### TASK TO COMPLETE
Put every one of the records below into a numbered list, leaving out blank lines and the pictures.
>> begin DATA FOR THE TASK
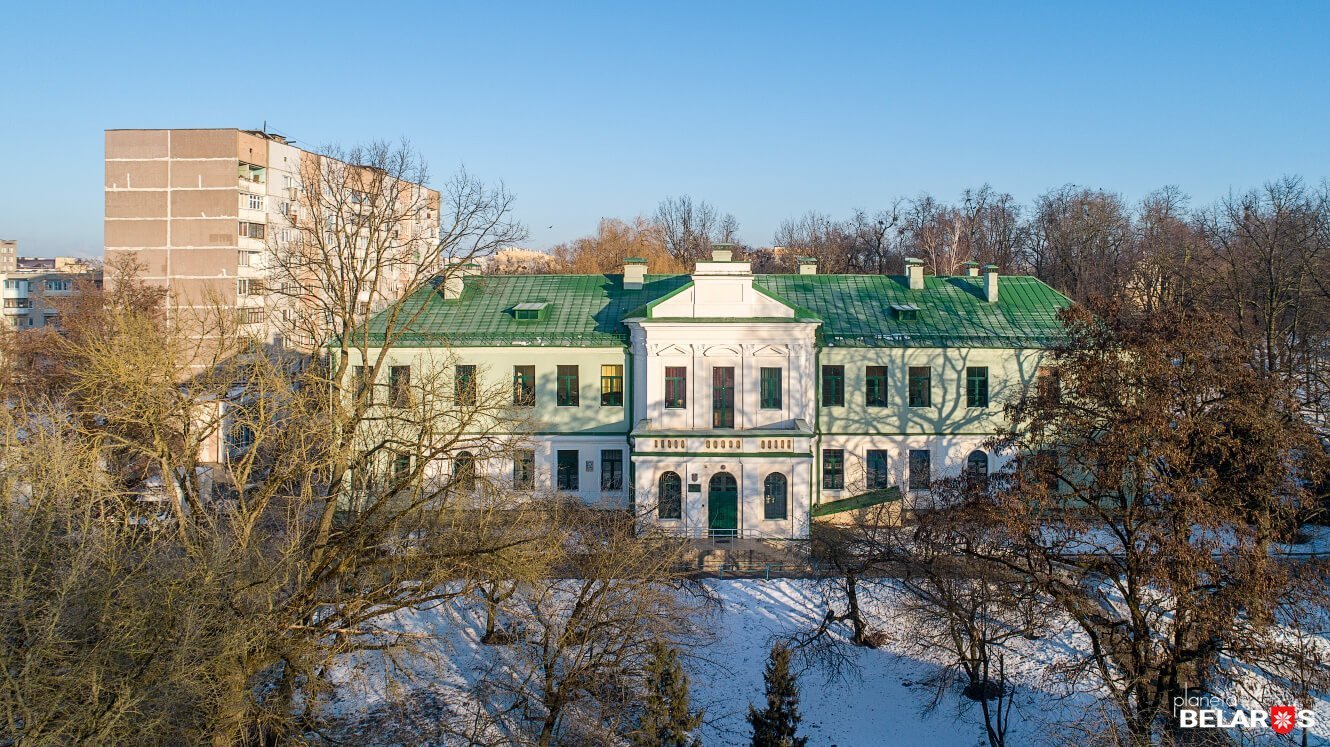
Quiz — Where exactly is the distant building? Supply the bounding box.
[105,129,439,342]
[19,257,93,272]
[0,239,19,272]
[0,265,101,330]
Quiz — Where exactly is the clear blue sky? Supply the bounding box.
[0,1,1330,254]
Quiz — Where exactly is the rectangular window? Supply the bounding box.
[759,368,783,409]
[600,366,624,407]
[512,366,536,407]
[822,366,845,407]
[910,366,932,407]
[966,366,988,407]
[351,366,374,404]
[388,366,411,407]
[512,449,536,490]
[452,366,476,405]
[600,449,624,490]
[822,449,845,490]
[392,452,411,480]
[712,366,734,428]
[665,366,688,409]
[865,449,891,490]
[910,449,932,490]
[555,449,577,490]
[555,366,581,407]
[863,366,887,407]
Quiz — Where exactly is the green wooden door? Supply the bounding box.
[706,472,739,537]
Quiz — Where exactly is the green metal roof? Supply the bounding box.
[370,275,689,347]
[754,275,1071,347]
[370,274,1071,348]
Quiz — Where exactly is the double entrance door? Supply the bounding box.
[706,472,739,537]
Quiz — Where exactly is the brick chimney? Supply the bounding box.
[906,257,923,291]
[624,257,646,291]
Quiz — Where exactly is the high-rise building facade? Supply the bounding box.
[0,239,19,272]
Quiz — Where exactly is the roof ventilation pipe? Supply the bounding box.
[624,257,646,291]
[984,265,998,303]
[906,257,923,291]
[443,262,480,300]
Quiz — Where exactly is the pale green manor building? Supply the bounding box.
[353,247,1071,538]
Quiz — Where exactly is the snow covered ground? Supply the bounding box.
[331,580,1330,747]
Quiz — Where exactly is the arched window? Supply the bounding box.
[966,449,988,482]
[656,472,684,518]
[762,472,790,518]
[452,452,476,492]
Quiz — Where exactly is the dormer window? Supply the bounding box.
[512,300,549,322]
[891,303,919,322]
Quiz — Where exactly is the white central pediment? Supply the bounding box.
[650,262,794,319]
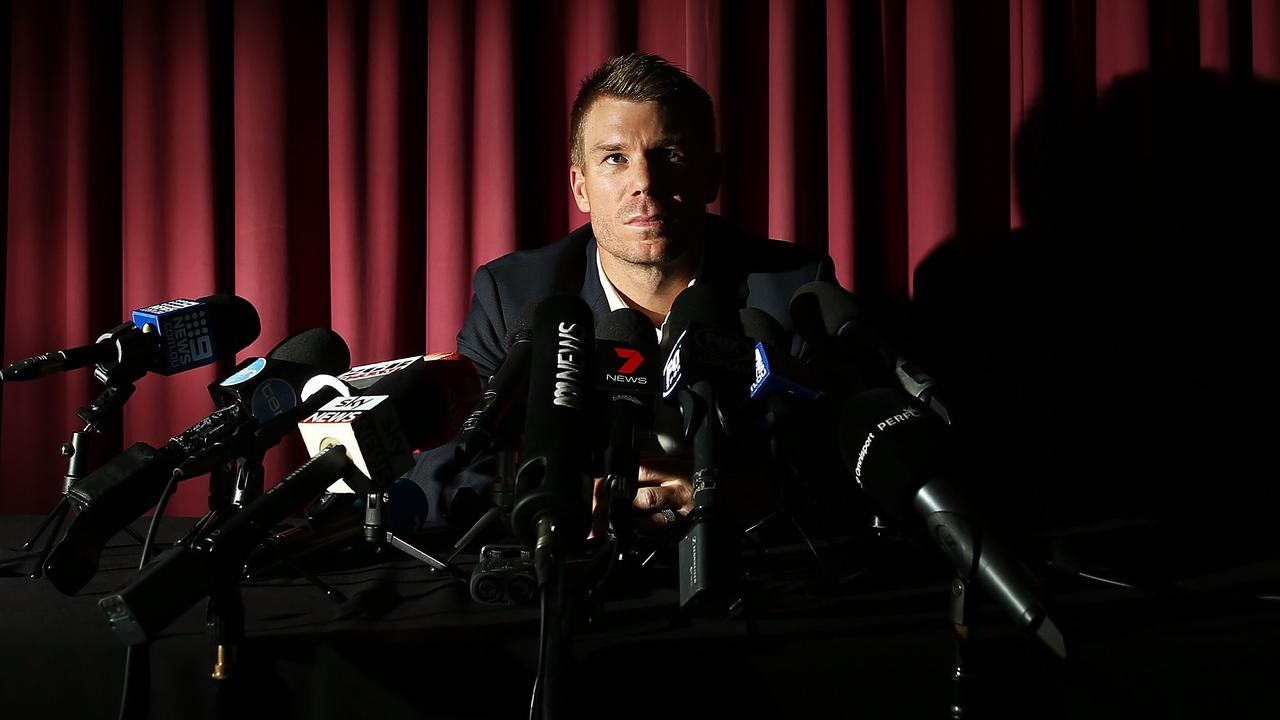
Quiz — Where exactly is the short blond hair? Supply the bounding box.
[568,53,716,167]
>> end DATA FOR THE TASK
### RESULT BELOW
1. Quiz — Where exactly is the distant building? Supply the bounding box.
2. [105,129,439,342]
3. [19,257,93,272]
4. [0,239,19,272]
5. [0,265,101,330]
6. Quiz — Where exactly is the clear blue sky? Supply the bounding box.
7. [0,1,1330,254]
8. Quiz — Where exactly is the rectangular window? Supply the bounding box.
9. [759,368,783,409]
10. [600,366,624,407]
11. [512,366,536,407]
12. [822,366,845,407]
13. [910,366,932,407]
14. [966,366,988,407]
15. [351,366,374,404]
16. [388,366,411,407]
17. [512,449,536,490]
18. [452,366,476,405]
19. [600,449,624,490]
20. [822,449,845,490]
21. [392,452,411,480]
22. [712,366,734,428]
23. [665,366,688,409]
24. [865,449,891,490]
25. [910,449,932,490]
26. [555,449,577,490]
27. [555,366,581,407]
28. [863,366,887,407]
29. Quiz — Where exactly is the green wooden door? Supply the bounding box.
30. [706,472,739,537]
31. Quiz — Where exactly is the green metal roof? Supply the bounding box.
32. [370,275,689,347]
33. [754,275,1071,347]
34. [370,274,1071,348]
35. Quiz — Where exactly is the double entrance door? Supply the bounding box.
36. [706,472,739,537]
37. Quiz — Where exactly is the brick chimney? Supply the bounding box.
38. [906,257,923,291]
39. [624,257,646,291]
40. Quiz — Where exactly is the high-rise building facade? Supply the bounding box.
41. [0,239,19,272]
42. Quiz — Where exactly is the roof ventilation pipe? Supply the bounding box.
43. [624,257,646,291]
44. [984,265,998,303]
45. [906,257,923,291]
46. [443,262,480,300]
47. Quiz — Where exactly is the pale green manor building? Supply the bounding box.
48. [353,247,1071,538]
49. Quiz — Where exactly is the snow covered ground? Supply the bounding box.
50. [331,580,1330,747]
51. Quiz — Where exactly is the arched window? Supply the bounding box.
52. [966,449,988,482]
53. [656,472,684,518]
54. [762,472,790,518]
55. [452,452,476,492]
56. Quiz — Where exactly is the dormer window? Supply the bounding box.
57. [512,300,549,322]
58. [891,303,919,322]
59. Quiz — Where exactly is the white central pediment? Supply the bounding box.
60. [650,262,794,319]
61. Quiz — Where exactly is the short blond hair? Supply the bounding box.
62. [568,53,716,167]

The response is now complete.